● Referring expression pointing data:
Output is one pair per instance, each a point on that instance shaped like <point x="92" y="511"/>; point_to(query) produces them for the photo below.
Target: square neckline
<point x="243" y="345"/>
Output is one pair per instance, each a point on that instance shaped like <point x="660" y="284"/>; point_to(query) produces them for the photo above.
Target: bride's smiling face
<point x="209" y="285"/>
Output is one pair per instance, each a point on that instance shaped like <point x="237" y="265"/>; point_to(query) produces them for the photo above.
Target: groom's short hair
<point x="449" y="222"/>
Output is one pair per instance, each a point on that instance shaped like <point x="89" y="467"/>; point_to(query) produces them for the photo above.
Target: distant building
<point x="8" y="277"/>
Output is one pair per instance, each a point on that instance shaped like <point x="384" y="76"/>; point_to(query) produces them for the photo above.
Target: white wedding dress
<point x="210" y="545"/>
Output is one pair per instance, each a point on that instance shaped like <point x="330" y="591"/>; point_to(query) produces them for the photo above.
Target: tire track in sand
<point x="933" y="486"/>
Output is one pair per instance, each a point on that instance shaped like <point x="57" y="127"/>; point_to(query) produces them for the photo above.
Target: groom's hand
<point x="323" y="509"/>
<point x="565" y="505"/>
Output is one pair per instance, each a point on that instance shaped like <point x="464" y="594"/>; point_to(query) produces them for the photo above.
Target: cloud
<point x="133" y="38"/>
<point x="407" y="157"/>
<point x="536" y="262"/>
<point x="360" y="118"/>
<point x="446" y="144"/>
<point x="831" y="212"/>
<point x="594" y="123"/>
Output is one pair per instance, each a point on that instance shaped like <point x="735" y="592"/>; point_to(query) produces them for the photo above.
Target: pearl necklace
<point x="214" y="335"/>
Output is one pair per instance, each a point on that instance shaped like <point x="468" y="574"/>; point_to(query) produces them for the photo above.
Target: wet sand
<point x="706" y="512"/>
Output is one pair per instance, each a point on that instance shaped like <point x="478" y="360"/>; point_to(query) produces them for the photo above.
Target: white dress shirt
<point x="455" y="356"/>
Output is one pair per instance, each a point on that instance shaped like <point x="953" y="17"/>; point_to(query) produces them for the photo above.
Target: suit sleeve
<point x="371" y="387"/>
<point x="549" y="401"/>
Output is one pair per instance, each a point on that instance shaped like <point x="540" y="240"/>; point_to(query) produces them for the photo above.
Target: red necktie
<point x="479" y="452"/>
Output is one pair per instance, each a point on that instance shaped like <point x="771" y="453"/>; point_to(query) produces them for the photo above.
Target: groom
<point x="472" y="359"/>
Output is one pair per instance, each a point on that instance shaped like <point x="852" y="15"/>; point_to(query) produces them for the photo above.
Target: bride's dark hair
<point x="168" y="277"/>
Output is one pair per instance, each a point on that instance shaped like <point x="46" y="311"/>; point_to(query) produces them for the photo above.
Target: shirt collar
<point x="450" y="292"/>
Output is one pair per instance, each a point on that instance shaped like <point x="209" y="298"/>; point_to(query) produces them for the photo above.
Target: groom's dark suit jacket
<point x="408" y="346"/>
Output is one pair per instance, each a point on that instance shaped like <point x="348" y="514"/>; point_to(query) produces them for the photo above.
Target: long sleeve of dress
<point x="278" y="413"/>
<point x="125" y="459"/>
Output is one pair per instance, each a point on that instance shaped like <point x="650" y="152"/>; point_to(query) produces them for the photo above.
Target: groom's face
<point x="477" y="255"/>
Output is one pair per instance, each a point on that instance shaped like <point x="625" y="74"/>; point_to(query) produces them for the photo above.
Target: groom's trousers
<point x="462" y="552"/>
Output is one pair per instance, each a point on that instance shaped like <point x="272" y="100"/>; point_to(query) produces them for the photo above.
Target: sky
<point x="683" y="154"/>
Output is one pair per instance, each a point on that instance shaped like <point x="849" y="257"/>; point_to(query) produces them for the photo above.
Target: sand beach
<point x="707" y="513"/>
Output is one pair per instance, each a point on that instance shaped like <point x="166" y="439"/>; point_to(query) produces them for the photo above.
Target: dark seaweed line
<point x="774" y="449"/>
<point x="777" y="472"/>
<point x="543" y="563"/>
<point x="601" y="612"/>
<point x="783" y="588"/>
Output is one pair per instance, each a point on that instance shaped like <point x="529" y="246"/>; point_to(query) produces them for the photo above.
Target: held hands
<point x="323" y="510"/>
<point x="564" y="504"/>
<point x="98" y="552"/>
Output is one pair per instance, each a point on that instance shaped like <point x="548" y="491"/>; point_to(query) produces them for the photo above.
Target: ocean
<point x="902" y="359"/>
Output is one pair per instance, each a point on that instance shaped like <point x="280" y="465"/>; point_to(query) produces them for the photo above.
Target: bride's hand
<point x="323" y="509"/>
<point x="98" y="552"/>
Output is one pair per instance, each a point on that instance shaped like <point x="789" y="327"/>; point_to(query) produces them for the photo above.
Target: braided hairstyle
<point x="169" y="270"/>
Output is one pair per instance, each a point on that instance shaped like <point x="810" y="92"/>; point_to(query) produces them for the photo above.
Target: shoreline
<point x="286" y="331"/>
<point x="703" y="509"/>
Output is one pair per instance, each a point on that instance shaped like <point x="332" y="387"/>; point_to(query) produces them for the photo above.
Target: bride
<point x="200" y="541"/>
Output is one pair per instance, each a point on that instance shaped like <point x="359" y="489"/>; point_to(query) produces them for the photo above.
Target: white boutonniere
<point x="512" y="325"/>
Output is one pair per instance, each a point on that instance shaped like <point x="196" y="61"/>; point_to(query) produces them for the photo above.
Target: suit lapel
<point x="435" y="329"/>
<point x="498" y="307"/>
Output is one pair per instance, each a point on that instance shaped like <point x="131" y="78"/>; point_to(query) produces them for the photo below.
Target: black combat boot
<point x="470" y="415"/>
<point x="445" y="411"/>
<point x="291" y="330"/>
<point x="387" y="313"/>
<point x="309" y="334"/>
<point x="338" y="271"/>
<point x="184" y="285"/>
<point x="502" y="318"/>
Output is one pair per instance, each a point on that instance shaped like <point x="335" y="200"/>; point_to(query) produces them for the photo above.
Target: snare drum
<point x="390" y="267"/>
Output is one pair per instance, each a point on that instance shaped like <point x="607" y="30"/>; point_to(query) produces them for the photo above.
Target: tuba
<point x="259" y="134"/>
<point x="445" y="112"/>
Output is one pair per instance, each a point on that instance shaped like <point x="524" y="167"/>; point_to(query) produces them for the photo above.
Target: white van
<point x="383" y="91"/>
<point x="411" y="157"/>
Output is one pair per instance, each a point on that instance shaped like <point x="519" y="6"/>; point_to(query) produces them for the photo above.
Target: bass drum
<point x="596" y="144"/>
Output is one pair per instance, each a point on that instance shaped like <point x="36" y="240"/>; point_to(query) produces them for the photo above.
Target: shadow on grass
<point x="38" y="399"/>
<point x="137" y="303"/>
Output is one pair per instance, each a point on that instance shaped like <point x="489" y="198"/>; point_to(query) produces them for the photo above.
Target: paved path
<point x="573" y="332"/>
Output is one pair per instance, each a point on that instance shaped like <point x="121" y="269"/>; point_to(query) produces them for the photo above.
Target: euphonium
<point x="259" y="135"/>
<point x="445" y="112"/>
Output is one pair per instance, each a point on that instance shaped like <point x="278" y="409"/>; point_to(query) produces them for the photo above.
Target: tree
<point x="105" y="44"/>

● WORK INSTRUCTION: Set down the data exactly.

● FINAL ANSWER:
Output is one pair per instance, each a point on that instance shaped like <point x="92" y="511"/>; point_to(query) produces them for the photo below.
Target: square neckline
<point x="243" y="345"/>
Output is one pair per instance, each a point on that instance shaped like <point x="660" y="284"/>; point_to(query) produces them for the photo above.
Target: bride's smiling face
<point x="209" y="285"/>
Output is one pair per instance, each a point on that instance shaped like <point x="237" y="265"/>; point_to(query) produces them for the photo above.
Target: groom's short hair
<point x="449" y="222"/>
Output is one pair per instance, each a point on that instance shaped like <point x="89" y="467"/>; point_to(query) produces them for the photo above.
Target: distant building
<point x="8" y="277"/>
Output is one pair per instance, each a point on that instance shaped like <point x="384" y="76"/>; point_to(query) produces them for the photo above.
Target: white wedding dress
<point x="210" y="545"/>
Output is one pair per instance, each a point on that instance shaped like <point x="330" y="591"/>; point_to(query) produces them for the photo above.
Target: tire track in sand
<point x="933" y="486"/>
Output is one pair per instance, each a point on that instance shaped like <point x="57" y="127"/>; point_to(query) produces them for the photo above.
Target: groom's hand
<point x="323" y="509"/>
<point x="565" y="505"/>
Output is one pair per instance, each a point on that instance shaped like <point x="464" y="594"/>; point_to(query) produces them for the photo above.
Target: cloud
<point x="133" y="38"/>
<point x="407" y="157"/>
<point x="536" y="262"/>
<point x="360" y="118"/>
<point x="446" y="144"/>
<point x="831" y="212"/>
<point x="594" y="123"/>
Output is one pair per instance, each a point on that instance shaped like <point x="735" y="592"/>; point_to(query) produces them for the photo above.
Target: pearl necklace
<point x="214" y="335"/>
Output is one pair per instance, each a point on that instance shaped like <point x="468" y="574"/>; point_to(query) produces them for the photo above.
Target: wet sand
<point x="706" y="512"/>
Output is one pair per instance, each a point on that instance shaped like <point x="478" y="360"/>; point_to(query) produces them for the photo above.
Target: white dress shirt
<point x="455" y="356"/>
Output is one pair per instance, each a point on that instance shaped like <point x="953" y="17"/>; point_to(query) produces them for the photo above.
Target: suit sleeve
<point x="371" y="387"/>
<point x="549" y="401"/>
Output is one pair per instance, each a point on that instance shaped like <point x="540" y="240"/>; point_to(query) produces them for the photo above.
Target: red necktie
<point x="479" y="452"/>
Output is one pair per instance, each a point on that instance shaped like <point x="771" y="453"/>; point_to(query) produces them for the photo above.
Target: groom
<point x="472" y="359"/>
Output is one pair per instance, each a point on that instance shaped like <point x="852" y="15"/>; point_to(query) produces them for the photo above.
Target: bride's dark hair
<point x="168" y="277"/>
Output is one pair per instance, each a point on that instance shaped like <point x="46" y="311"/>; point_to(query) produces them for the photo above.
Target: shirt collar
<point x="450" y="292"/>
Output is one pair per instance, each a point on that instance shaped like <point x="209" y="298"/>; point_to(query) produces them for the photo above.
Target: groom's dark suit jacket
<point x="408" y="346"/>
Output is one pair per instance, each a point on that instance shaped like <point x="348" y="514"/>; point_to(query) produces them for the photo above.
Target: long sleeve of dress
<point x="278" y="413"/>
<point x="125" y="459"/>
Output is one pair per instance, each a point on that instance shaped like <point x="650" y="152"/>; point_to(query) produces them for the photo above.
Target: groom's face
<point x="477" y="255"/>
Output is one pair per instance, each a point on that instance shaped like <point x="625" y="74"/>; point_to(query) produces them for the photo above.
Target: groom's trousers
<point x="462" y="552"/>
Output is one pair per instance, each a point on that instance shaped like <point x="272" y="100"/>; point_to(query) produces them for the photo above.
Target: sky
<point x="683" y="154"/>
Output is one pair per instance, each a point on that instance shaped like <point x="849" y="257"/>; point_to(query) produces them for the photo above.
Target: sand beach
<point x="707" y="513"/>
Output is one pair per instance, each a point on that instance shaped like <point x="166" y="439"/>; point_to(query) produces them for the photo above.
Target: dark seaweed line
<point x="774" y="449"/>
<point x="777" y="472"/>
<point x="543" y="563"/>
<point x="601" y="612"/>
<point x="783" y="588"/>
Output is one pair per instance, each a point on that instance shaped like <point x="529" y="246"/>; point_to(query) produces them for the photo above.
Target: held hands
<point x="323" y="510"/>
<point x="564" y="504"/>
<point x="98" y="552"/>
Output is one pair per instance, each a point on that instance shaped like <point x="548" y="491"/>; point_to(query) produces them for the photo above.
Target: ocean
<point x="902" y="359"/>
Output is one pair per instance, each a point on that instance shaped like <point x="280" y="465"/>; point_to(query) produces them for the photo above.
Target: bride's hand
<point x="323" y="509"/>
<point x="98" y="552"/>
Output is one pair per instance, each a point on that instance shaped like <point x="789" y="327"/>; point_to(query) produces them for the photo above.
Target: braided hairstyle
<point x="169" y="270"/>
Output is one pair per instance, each a point on that instance shaped like <point x="810" y="92"/>; point_to(query) produces them for the photo above.
Target: shoreline
<point x="286" y="331"/>
<point x="703" y="509"/>
Output is one pair per instance, each a point on that instance shaped like <point x="332" y="387"/>; point_to(query) produces them for the photo above.
Target: bride
<point x="200" y="541"/>
Output is one pair per instance, each a point on that instance shaped like <point x="359" y="489"/>; point_to(query) produces them for the photo above.
Target: white boutonniere
<point x="512" y="325"/>
Output is one pair per instance, each a point on that instance shaped like <point x="196" y="61"/>; point_to(query) produces them for the photo above.
Target: suit lapel
<point x="435" y="329"/>
<point x="498" y="307"/>
Output is one pair per instance, each a point on that instance shaped like <point x="131" y="78"/>; point_to(query) produces them for the photo below.
Target: black combat boot
<point x="470" y="415"/>
<point x="445" y="411"/>
<point x="291" y="330"/>
<point x="387" y="313"/>
<point x="309" y="334"/>
<point x="338" y="271"/>
<point x="184" y="285"/>
<point x="502" y="318"/>
Output is one pair per instance, each a point on that instance shaped like <point x="335" y="200"/>; point_to(query) produces them for the photo above.
Target: snare drum
<point x="390" y="267"/>
Output is one pair per instance, each a point on that instance shaped like <point x="607" y="30"/>; point_to(query) produces them for the photo above.
Target: tuba
<point x="259" y="134"/>
<point x="445" y="112"/>
Output is one pair per instance, each a point on that instance shaped like <point x="524" y="167"/>; point_to(query) produces them for the photo above.
Target: white van
<point x="383" y="91"/>
<point x="411" y="157"/>
Output is one pair per instance, each a point on that instance shaped like <point x="519" y="6"/>; point_to(query) produces them for the photo above.
Target: bass drum
<point x="596" y="144"/>
Output is one pair per instance, each a point on that instance shaped like <point x="36" y="240"/>; point_to(query) produces them for the photo above.
Target: shadow on grass
<point x="38" y="399"/>
<point x="137" y="303"/>
Output is one pair per instance, each a point on that instance shaped like <point x="489" y="198"/>; point_to(query) produces them for the photo above.
Target: paved path
<point x="573" y="332"/>
Output is one pair per instance, each a point on that instance shaped like <point x="121" y="269"/>; point_to(query) produces them for the photo above.
Target: euphonium
<point x="259" y="135"/>
<point x="445" y="112"/>
Output is one pair per instance, each a point on that instance shaped like <point x="278" y="409"/>; point_to(query) produces them for the photo above.
Target: tree
<point x="105" y="44"/>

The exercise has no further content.